● **Texto selecionado**:
--

Ele se arrepende de ter dito isso? Ele acaso mudou sua opinião sobre atos como esse? Investido do cargo de prefeito, como vai reagir se sedes de entidades forem depredadas? Vai condenar a violência ou dizer que tudo se justifica por uma questão de insatisfação social? Qual será seu relacionamento com a Fiesp? Essas perguntas permanecem irrespondidas.

E quanto a seus posicionamentos sobre regimes políticos? É bom lembrar que, na eleição de 2018, quando concorria a presidência da República, ele foi sabatinado na Rádio Jovem Pan e questionado pelo historiador Marco Antonio Villa e pela jornalista Vera Magalhães sobre Cuba e Venezuela. Disse que ambos os países eram democráticos.

--

● **Dados fornecidos**:
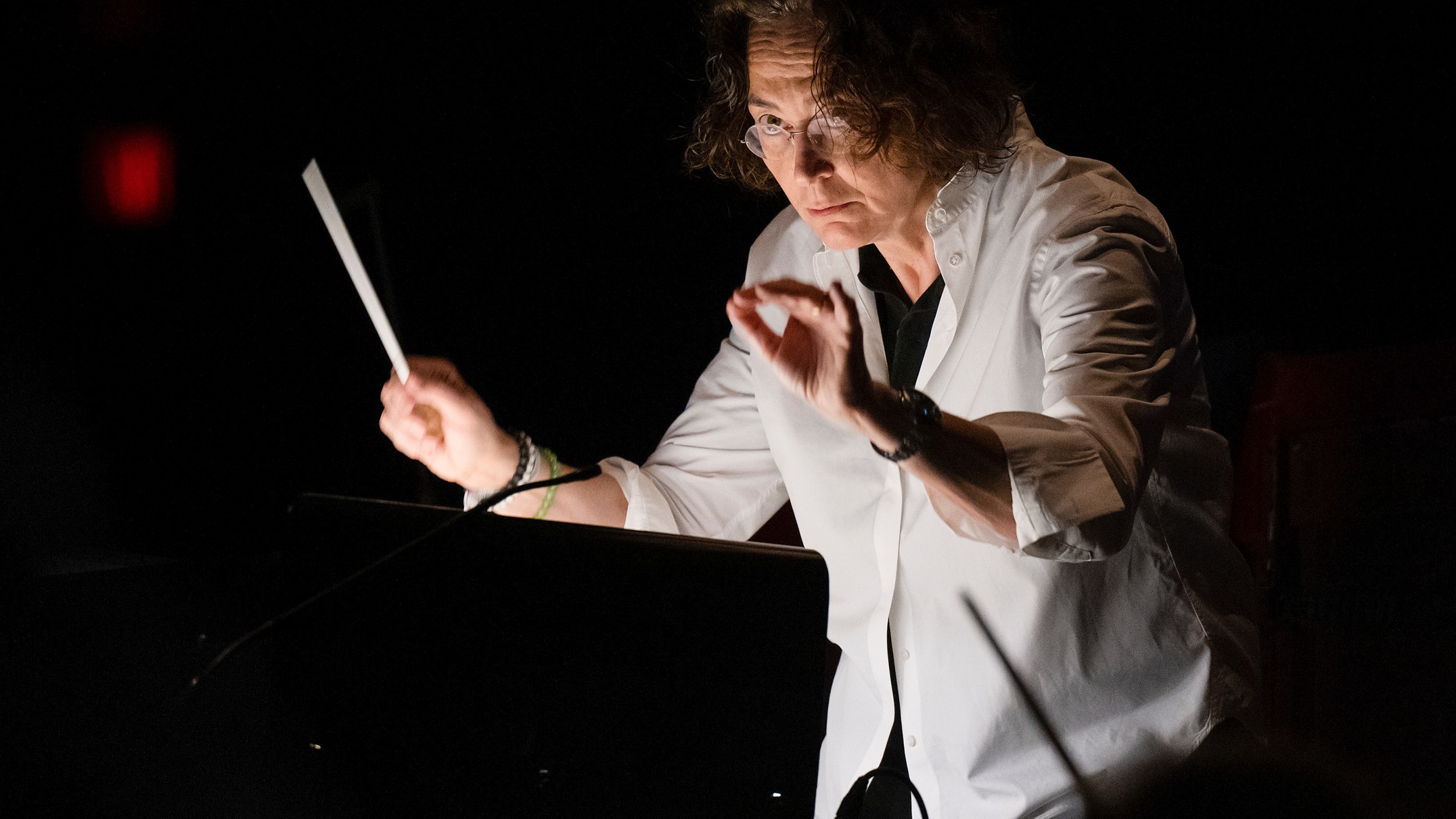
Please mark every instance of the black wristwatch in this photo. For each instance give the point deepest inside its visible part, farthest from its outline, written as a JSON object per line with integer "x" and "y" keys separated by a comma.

--

Segundo o texto selecionado, quem fez perguntas sobre Cuba e Venezuela durante a sabatina na Rádio Jovem Pan em 2018? A listagem não tem relação com o texto selecionado.

O historiador Marco Antonio Villa e a jornalista Vera Magalhães.